TEXTO FORNECIDO:
--------------------

Como diz Paula Araújo da Silva, há museus que "nunca atingirão esses valores e pelas equipas que têm de ter, pela qualidade de trabalho que têm de desenvolver, pela natureza do trabalho que fazem são instituições que do ponto de vista financeiro não são rentáveis". Assinala que "temos de sair do pensamento do século passado e há um equilíbrio a que é preciso estar atento. O princípio de que é o Estado que paga já não existe. As instituições têm que ter capacidade de atrair visitantes em números razoáveis de modo a não prejudicar a própria instituição". Nos espaços culturais da DGPC (museus, palácios e monumentos, num total de 23) houve 3,2 milhões de visitantes em 2011 e em 2016 foram 4,7 milhões.

Rigidez e pouca colaboração

"O insucesso de muitos museus pelo país tem a ver com a rigidez e falta de abertura. Não têm de passar da cultura ao entretenimento, mas têm de ter uma abertura à modernização" disse Mário Ferreira, CEO da Douro Azul, que também detém e gere o Museu dos Descobrimentos no Porto. Diz que nos meios museológicos o acusam de "disneyzificação", "mas temos 140 mil visitantes e, ao lado, um museu, com todo o seu mérito, continua a criar pó sem visitas" ilustra Mário Ferreira. Para este empresário devia haver uma maior abertura e colaboração em determinados sectores e há situações, seja na museologia ou noutros casos, que poderiam ganhar com uma ligação com uma mente mais aberta.

O Museu do Côa precisa de algum fôlego. É isso que neste momento se está a tratar com a reformulação da fundação, que lhe dará possibilidades de se desenvolver. Paula Araújo da Silva
Directora da DGPC

"Seria importante um trabalho conjunto, mas em Portugal nota-se rigidez e portas fechadas nas relações. O que acontece é que existe uma elite muito bem formada no que se refere à museologia que não dá abertura. Depois temos o problema do museu de Foz Côa, no Douro, que não funciona nem nunca vai funcionar porque o conceito está errado em termos de atracção de mais pessoas. Está feito para uma determinada elite que foi lá e aquilo continua a ser um buraco de milhões todos os anos que temos que ir cobrindo com os impostos".

--------------------

REGISTOS EXTRAÍDOS:

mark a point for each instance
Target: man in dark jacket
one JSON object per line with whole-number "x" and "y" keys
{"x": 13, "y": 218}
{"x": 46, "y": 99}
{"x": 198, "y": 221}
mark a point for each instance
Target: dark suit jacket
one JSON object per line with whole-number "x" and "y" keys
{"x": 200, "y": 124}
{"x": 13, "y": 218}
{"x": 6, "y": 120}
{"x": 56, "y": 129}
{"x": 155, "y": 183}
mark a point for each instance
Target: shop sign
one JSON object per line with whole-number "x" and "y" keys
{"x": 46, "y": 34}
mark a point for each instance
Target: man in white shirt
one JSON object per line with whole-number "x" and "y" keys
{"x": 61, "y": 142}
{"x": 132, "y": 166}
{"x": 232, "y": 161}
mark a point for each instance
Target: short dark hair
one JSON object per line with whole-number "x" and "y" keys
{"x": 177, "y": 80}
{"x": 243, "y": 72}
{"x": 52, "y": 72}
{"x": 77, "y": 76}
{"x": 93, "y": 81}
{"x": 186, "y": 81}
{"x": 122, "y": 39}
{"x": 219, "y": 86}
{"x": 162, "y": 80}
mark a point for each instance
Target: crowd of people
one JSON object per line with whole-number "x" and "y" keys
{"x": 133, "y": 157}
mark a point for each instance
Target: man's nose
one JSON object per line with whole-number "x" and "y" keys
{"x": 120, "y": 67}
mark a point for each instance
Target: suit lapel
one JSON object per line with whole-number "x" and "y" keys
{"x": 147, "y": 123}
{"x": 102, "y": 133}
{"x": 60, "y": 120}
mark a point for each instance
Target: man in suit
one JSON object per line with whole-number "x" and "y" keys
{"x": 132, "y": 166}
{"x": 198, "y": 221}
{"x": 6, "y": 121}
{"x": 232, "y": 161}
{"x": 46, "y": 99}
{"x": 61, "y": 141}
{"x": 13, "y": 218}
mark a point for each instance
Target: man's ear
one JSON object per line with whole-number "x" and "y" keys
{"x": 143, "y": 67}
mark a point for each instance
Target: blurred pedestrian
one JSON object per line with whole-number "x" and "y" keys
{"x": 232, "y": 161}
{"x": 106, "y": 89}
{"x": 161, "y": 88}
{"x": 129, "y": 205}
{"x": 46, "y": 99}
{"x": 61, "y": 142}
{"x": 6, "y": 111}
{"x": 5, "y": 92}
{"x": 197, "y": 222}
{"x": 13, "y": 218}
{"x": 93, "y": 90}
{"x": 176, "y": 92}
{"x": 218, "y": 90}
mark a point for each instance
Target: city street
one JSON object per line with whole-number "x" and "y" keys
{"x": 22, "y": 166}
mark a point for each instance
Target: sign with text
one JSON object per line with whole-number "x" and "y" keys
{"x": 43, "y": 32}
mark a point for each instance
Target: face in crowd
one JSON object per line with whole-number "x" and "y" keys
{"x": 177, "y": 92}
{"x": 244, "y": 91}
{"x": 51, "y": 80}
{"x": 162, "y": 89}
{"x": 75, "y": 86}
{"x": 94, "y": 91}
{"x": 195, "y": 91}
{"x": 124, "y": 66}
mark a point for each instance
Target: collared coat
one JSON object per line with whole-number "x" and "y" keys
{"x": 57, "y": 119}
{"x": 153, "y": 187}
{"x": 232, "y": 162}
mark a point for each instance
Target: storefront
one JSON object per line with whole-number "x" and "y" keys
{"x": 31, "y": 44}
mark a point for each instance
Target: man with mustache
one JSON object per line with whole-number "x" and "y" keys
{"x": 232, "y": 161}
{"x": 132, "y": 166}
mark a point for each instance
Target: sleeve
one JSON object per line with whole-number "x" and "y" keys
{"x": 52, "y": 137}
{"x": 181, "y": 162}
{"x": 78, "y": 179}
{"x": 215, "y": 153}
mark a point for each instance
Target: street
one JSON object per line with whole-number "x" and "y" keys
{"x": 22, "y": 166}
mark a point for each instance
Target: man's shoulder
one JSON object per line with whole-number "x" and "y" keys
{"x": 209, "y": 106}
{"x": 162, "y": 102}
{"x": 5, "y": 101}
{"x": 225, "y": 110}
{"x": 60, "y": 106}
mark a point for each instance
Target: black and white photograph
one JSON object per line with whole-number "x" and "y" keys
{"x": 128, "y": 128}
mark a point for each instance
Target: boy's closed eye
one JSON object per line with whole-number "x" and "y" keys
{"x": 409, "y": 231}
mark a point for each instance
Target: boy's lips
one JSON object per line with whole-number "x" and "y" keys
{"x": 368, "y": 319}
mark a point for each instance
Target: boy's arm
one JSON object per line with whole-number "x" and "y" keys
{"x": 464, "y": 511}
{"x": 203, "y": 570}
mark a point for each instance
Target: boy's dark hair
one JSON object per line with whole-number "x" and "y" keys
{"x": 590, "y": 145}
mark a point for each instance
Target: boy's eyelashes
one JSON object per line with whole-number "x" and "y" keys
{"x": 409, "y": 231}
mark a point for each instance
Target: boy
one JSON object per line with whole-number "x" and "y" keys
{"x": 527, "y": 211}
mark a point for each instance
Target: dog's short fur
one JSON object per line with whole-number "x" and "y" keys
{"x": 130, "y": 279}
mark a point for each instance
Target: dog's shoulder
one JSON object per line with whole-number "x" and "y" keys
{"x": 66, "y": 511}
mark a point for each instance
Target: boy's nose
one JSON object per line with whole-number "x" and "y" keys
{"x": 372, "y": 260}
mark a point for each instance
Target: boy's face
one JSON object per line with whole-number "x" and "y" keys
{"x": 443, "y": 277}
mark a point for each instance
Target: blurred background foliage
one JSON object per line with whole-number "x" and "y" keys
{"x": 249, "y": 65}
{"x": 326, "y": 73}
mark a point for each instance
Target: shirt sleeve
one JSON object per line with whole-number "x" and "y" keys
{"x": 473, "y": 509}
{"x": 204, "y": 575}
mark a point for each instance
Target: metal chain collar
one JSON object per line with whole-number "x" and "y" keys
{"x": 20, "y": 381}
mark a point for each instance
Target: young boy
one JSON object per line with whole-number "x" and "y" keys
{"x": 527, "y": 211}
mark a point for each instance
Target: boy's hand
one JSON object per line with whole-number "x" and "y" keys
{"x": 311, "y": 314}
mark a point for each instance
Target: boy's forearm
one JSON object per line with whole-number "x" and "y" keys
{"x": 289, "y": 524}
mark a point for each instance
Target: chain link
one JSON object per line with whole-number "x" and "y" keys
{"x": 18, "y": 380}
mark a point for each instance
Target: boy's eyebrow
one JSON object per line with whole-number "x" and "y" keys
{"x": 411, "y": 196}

--------------------

PROBLEMA 1:
Explique, em no máximo três frases, por que motivo o museu de Foz Côa não funciona nem vai funcionar, segundo o texto sobre os museus.
PROBLEMA 2:
Retome o texto sobre os museus a partir do ponto em que termina.

RESPOSTA ESCRITA 1:
O conceito do museu está errado no que toca à atração de mais pessoas, porque foi feito para uma determinada elite. Por isso, continua a ser um buraco de milhões todos os anos, que é preciso ir cobrindo com os impostos.

RESPOSTA ESCRITA 2:
As pessoas têm de trabalhar em conjunto

Por sua vez Paula Araújo da Silva, directora da Direcção Geral do Património Cultural, explicou que o Museu do Côa "foi estrangulado com a diabolização das fundações em 2013" e ficou de tal forma do ponto de vista financeiro que se limitava a pagar os salários ao pessoal. "O Museu do Côa tem potencialidades enormes porque do ponto de vista cultural tem um património que é único e está inscrito na lista do património da Humanidade. Precisa de algum fôlego. É isso que neste momento se está a tratar com a reformulação da fundação, que lhe dará possibilidades de se desenvolver" sublinhou Paula Araújo da Silva. Acrescentou, no entanto, que, "no caso do Douro, como em outros casos, as instituições culturais como o Museu do Douro e o Museu do Côa têm de trabalhar em conjunto com quem está a levar o turismo ao Douro".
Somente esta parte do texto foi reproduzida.